* **Task description**
Return all of the data exactly, omitting any images.

_ _ _ _ _

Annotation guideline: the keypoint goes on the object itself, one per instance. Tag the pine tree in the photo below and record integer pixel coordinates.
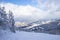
(11, 21)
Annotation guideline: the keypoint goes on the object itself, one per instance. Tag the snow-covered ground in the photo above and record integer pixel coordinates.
(5, 35)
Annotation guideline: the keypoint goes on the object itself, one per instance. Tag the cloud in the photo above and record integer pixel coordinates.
(26, 12)
(50, 6)
(45, 9)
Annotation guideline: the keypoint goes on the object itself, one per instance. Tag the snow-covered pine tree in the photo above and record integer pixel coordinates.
(11, 21)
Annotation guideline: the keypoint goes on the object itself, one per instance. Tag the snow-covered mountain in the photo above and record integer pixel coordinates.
(49, 26)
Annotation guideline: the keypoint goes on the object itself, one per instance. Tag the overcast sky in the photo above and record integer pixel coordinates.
(32, 10)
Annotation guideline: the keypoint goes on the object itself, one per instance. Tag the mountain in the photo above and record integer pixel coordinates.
(45, 26)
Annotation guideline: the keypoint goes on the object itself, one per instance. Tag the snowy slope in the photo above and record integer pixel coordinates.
(5, 35)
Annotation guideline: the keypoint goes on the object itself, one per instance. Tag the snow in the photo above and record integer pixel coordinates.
(6, 35)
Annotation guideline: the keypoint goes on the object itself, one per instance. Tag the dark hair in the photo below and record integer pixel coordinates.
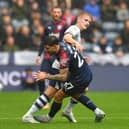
(51, 40)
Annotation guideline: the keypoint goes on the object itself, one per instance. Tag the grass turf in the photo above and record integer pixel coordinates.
(116, 105)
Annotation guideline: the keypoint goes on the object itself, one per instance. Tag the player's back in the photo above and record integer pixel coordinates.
(79, 71)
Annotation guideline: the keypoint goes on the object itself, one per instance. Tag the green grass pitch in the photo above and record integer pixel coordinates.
(116, 105)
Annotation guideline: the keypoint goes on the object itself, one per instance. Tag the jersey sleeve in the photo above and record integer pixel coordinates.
(64, 59)
(72, 30)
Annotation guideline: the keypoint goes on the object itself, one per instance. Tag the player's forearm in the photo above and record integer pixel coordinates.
(70, 41)
(58, 77)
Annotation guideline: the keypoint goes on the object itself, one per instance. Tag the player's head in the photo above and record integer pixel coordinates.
(56, 13)
(51, 45)
(84, 20)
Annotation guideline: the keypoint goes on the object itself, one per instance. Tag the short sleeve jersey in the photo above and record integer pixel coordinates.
(75, 32)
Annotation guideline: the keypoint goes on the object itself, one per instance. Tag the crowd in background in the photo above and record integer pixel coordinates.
(22, 23)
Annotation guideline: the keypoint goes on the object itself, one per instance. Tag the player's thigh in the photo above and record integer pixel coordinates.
(59, 96)
(45, 66)
(50, 91)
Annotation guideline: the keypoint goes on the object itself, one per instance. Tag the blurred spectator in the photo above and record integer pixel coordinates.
(6, 20)
(108, 11)
(5, 11)
(34, 6)
(64, 4)
(28, 81)
(68, 17)
(118, 47)
(93, 8)
(8, 31)
(125, 34)
(122, 11)
(102, 47)
(20, 13)
(10, 45)
(24, 39)
(37, 38)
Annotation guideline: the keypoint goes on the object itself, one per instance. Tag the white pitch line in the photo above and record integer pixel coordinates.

_ _ _ _ _

* **Written answer**
Annotation guideline: the keypoint goes on the object itself, one per instance. Tag the pine tree in the photo below and record integer pixel coordinates.
(11, 21)
Annotation guideline: the keypoint goes on the object itself, one per instance. Tag the snow-covered ground in the photo above and record integer pixel coordinates.
(5, 35)
Annotation guideline: the keypoint goes on the object itself, one per instance. Tag the cloud in the photo above and record integer pixel coordinates.
(26, 12)
(50, 6)
(45, 9)
Annotation guideline: the keypoint goes on the object itself, one per instance. Tag the snow-covered pine tree in the photo above and record integer pixel coordinates.
(11, 21)
Annotation guideline: the keypoint goes on the object itself, one per instance. Tag the snow-covered mountain in the photo above and record integer pixel coordinates.
(49, 26)
Annotation guideline: the keypoint goes on the object itself, one per instance. Tag the overcast sky in the photo above and record integer pixel coordinates.
(32, 10)
Annotation guideline: the keypoint goes on the object itself, one per instance. Tag the mountain in the photo above and record integer pixel coordinates.
(45, 26)
Annotation guideline: the keypoint goes on the object itself, one per instance. Tag the snowy slope in the photo above and record integer pixel coordinates.
(5, 35)
Annotation guideline: the keypoint goes on the object itself, one per instance. Tag the snow in the photo above and record integer pixel coordinates.
(6, 35)
Annotation guideline: the keypoint goes on the object itself, one per instance. Tag the dark hair in the photo below and record integer pixel coordinates.
(51, 40)
Annotation guideline: the keypoint goes on the object itself, one per instance. Tag the grass turf in the photo above and record integer pixel coordinates.
(116, 105)
Annotation guideline: the keypoint goes on the object itself, one per instance. Tag the player's back in the photo above and record integer pixel coordinates.
(79, 71)
Annotation guideline: the keypoint goes on the object itself, one per instance. Tag the green grass pitch in the photo above and record integer pixel coordinates.
(116, 105)
Annotation guideline: the keypoint goes on the object itself, one per instance. Tag the jersey sleeve in the photo above and record integer pixel coordinates.
(64, 59)
(72, 30)
Annotation guideline: the keypoint goes on the object itself, one per instance. Tag the player's forearm in the photo above and record integer pixel coordinates.
(70, 41)
(58, 77)
Annotation guideline: the keypoint goes on the object itself, one per instance. Tag the player's head in the photo above and record integer pixel coordinates.
(56, 13)
(51, 45)
(84, 20)
Annotation guideline: the keypoint goes on the object itself, one per instance. Tag the short sleeve jersey in the photo above and record integer pixel coordinates.
(75, 32)
Annotation guideline: the keypoint goes on the object itself, one per instance. Tag the crowd in background in the photo above and record integer pixel coordinates.
(22, 23)
Annotation guideline: the keypoint goes on the object itself, one per instance. Tag the player's thigh in the photo above and record integer pixel coordinates.
(59, 96)
(45, 66)
(50, 91)
Annotation guideline: the keypoint goes on the object itself, one per instance. Tag the blurred spectator in the photo above and record integer pixel coordinates.
(6, 20)
(108, 11)
(5, 11)
(34, 6)
(64, 4)
(28, 81)
(68, 17)
(118, 47)
(93, 8)
(8, 31)
(125, 34)
(122, 11)
(102, 47)
(20, 13)
(10, 45)
(24, 39)
(37, 38)
Annotation guideline: the keypoint goes on the object itself, one per instance. Tag the white pitch line in the photo above and record integer pixel coordinates.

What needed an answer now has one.